***** PROVIDED TEXT *****
National Institute of Technology, in Panama D.C.

International Cooperations:


Nation

Organization

Agency

Russian Federal Republic

Roscosmos State Corporation for Space Activities

United States of America II

National Aeronautics and Space Administration

Paradisus Islands

Paradisus Space Agency

Le France

Centre national d'études spatiales

Multiple Nations

The International Space Federation

Multiple Nations

International Pacific Space Organization

Buran – Energia Project:


In June 1974, at the USSR, the decision was made to begin work on the development of a new "Reusable Space System" (MKS). The Energia-Buran system had its origin in the studies carried out between 1974 and 1975 by the NPO Energia for the search for a new space system. The Energia-Buran project, which took place during the 1970s and 1980s, is the most important space undertaking in Russian cosmonautics. In 1988 the Buran was launched into space. The flight of the Buran, meant an unprecedented technological event in the world space community, the launch, put into orbit, orbital maneuvers, descent and precision landing (of an aircraft the size of an airliner and of almost 100 tons of weight ) were carried out in fully automatic mode, without a crew.

The Soviet project froze in 1990 and was officially closed in post-Soviet Russia in 1993. In 1994 the government of the Panama Coalition began to negotiate with Russia the need for a Space Program, and, in exchange for 30% of all revenue that would be obtained from commercial use, Russia accepted the transfer of all Energia - Buran systems, its infrastructure, technology, Three An-225 cargo aircraft for the transport of spacecraft and their engines, and technical assistance for the construction of a cosmodrome in Coalition territory.

The Burán resembles the Space Shuttle of NASA, but the resemblance was the only thing they had in common. Designed several years after its North American counterpart, the Soviet spacecraft took into account the mistakes of its predecessor and is, in fact, more advanced. The Burán can be in orbit twice as long as the shuttle, 30 days instead of 15-17. It is capable of carrying 30 tons of cargo, against 24 for the American spacecraft. The Burán can also carry a crew of 10 cosmonauts.
***** DATASET ROWS *****
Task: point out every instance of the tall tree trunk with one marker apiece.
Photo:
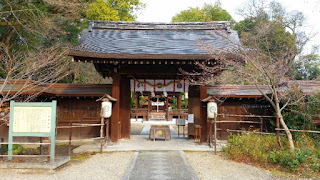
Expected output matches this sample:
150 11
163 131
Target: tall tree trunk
283 124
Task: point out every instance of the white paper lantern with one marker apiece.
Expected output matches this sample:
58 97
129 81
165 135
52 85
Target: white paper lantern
106 109
212 109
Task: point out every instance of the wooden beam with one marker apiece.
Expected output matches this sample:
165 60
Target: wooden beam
125 107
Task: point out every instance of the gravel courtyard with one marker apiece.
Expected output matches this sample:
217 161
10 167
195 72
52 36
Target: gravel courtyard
106 166
112 166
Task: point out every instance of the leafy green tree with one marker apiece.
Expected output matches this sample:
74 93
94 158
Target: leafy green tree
206 13
113 10
307 67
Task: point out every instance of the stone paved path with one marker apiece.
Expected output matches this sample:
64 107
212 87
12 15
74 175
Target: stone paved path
162 165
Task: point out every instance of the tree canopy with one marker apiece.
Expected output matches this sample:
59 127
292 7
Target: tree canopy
113 10
206 13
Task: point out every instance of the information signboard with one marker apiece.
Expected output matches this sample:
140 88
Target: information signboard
32 119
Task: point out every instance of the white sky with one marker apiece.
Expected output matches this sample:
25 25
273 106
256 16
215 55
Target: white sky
164 10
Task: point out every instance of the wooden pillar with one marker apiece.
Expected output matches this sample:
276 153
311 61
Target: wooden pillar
149 106
115 119
167 108
125 107
203 114
179 101
137 101
196 107
193 108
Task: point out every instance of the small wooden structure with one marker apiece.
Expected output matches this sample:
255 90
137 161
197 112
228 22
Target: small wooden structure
135 50
159 131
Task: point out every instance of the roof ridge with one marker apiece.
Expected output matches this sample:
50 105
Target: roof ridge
125 25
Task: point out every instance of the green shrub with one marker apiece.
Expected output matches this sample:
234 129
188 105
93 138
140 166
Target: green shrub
263 149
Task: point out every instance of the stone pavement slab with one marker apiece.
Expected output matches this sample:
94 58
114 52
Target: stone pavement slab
159 165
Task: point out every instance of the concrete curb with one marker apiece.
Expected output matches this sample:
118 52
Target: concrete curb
51 165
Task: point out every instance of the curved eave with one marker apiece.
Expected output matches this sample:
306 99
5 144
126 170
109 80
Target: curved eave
80 55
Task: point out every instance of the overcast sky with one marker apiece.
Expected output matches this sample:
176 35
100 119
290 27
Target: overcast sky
164 10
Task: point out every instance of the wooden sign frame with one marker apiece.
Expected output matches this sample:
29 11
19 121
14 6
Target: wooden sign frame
51 134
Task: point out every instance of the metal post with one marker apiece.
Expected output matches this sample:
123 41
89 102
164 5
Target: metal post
*****
[PROBLEM DESCRIPTION]
Answer these questions from the provided text:
1. Which agency does the provided text list for Le France?
2. In what year was the Buran launched into space?
3. How many days can the Burán remain in orbit?

[RESPONSE]
1. Centre national d'études spatiales
2. 1988
3. 30 days